**Instrucción escrita A**
En el texto sobre la muerte, ¿a qué pensador se atribuye la conclusión de que «la muerte no es nada terrible»?

* * * *

Vamos a morir, y esto es una suerte. La mayoría de gente no tendrá oportunidad de morir porque nunca habrá nacido. Las personas que podrían haberse encontrado aquí en mi lugar y que nunca verán la luz del día son más numerosas que los granos de arena de Arabia. Estos fantasmas no nacidos seguramente incluyen poetas más grandes que Keats y científicos más grandes que Newton. Podemos asegurarlo porque el conjunto de individualidades posibles que permite nuestro ADN excede con mucho el de personas reales. Entre las incontables posibilidades que podrían haberse materializado, somos el lector y yo, en nuestra medianía, los que estamos aquí.
Destejiendo el arco iris, Richard Dawkins
Calificar de «suerte» el acontecimiento que, según Heidegger, nos define como seres humanos, no deja de resultar curioso. Curioso, pero no inédito: hace más de dos mil años Epicteto reflexionaba sobre ella y llegó a la conclusión de que «la muerte no es nada terrible, pues a Sócrates no se lo pareció. Solo la opinión que tenemos de la muerte, la de que es terrible, es lo que es terrible». Como buen estoico, Epicteto era consciente de que lamentarse por aquello que no podemos cambiar era inútil: en nuestros desvelos y preocupaciones no podemos encontrar consuelo, sino solo más desesperación y angustia. Nuestra mente puede convertirse, en ocasiones (demasiado a menudo, me temo), en una sala de tortura en la que acabamos con cualquier atisbo de esperanza y nos regodeamos en martirizar a esa parte de nosotros que quiere desenvolverse con sosiego en la vida.

* * * *

**Instrucción escrita B**
Devuelve, por favor, cada línea de los registros que contenga la palabra «wall».

* * * *

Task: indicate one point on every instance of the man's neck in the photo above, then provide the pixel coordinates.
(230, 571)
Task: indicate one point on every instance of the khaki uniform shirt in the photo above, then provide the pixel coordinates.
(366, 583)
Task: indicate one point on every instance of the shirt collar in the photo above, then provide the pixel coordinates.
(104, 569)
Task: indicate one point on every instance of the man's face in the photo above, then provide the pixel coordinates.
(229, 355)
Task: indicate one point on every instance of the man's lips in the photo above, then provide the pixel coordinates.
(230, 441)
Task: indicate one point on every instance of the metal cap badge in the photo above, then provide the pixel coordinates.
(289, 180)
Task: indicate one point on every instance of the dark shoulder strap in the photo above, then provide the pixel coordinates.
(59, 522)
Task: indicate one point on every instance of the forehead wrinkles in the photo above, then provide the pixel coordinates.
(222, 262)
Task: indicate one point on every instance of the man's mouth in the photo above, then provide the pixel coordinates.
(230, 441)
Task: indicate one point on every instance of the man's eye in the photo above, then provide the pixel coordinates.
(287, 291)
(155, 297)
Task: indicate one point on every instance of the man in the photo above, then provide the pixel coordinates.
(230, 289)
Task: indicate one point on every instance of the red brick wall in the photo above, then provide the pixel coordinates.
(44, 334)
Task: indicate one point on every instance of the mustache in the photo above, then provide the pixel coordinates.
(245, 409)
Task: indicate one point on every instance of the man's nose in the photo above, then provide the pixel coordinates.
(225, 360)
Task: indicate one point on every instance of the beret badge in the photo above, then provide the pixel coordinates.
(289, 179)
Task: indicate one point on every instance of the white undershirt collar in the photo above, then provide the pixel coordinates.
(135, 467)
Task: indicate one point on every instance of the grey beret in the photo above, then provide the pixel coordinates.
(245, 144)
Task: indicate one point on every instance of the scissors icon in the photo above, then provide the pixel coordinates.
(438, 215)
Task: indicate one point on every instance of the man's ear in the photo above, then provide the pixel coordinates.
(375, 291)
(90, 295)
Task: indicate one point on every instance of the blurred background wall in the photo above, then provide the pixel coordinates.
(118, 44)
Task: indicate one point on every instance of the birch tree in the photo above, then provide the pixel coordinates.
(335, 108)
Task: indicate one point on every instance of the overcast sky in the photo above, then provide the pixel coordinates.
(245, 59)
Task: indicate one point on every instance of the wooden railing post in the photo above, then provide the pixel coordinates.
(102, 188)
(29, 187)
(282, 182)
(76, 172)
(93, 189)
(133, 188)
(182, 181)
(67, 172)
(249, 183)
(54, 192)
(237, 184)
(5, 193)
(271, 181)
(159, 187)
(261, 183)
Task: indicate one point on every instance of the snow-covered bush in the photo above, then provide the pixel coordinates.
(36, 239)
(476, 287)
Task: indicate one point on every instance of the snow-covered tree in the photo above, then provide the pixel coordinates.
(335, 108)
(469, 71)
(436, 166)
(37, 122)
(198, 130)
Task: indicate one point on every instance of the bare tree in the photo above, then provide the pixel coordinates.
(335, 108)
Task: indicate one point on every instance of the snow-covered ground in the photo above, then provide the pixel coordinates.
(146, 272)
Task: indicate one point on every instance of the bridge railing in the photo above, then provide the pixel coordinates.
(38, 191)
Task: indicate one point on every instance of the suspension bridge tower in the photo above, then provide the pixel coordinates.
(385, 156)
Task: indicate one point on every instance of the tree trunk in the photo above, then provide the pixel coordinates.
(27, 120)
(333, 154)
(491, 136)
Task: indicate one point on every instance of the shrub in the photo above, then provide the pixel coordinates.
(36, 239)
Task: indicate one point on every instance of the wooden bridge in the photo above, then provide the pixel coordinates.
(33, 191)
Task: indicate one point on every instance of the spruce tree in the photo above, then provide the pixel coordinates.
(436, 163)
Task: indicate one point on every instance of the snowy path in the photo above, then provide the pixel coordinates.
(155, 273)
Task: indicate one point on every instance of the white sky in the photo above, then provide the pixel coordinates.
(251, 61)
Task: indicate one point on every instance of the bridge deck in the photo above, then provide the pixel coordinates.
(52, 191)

* * * *

**Resultado del ejercicio A**
A Epicteto.

**Resultado del ejercicio B**
Task: indicate one point on every instance of the red brick wall in the photo above, then provide the pixel coordinates.
Task: indicate one point on every instance of the blurred background wall in the photo above, then provide the pixel coordinates.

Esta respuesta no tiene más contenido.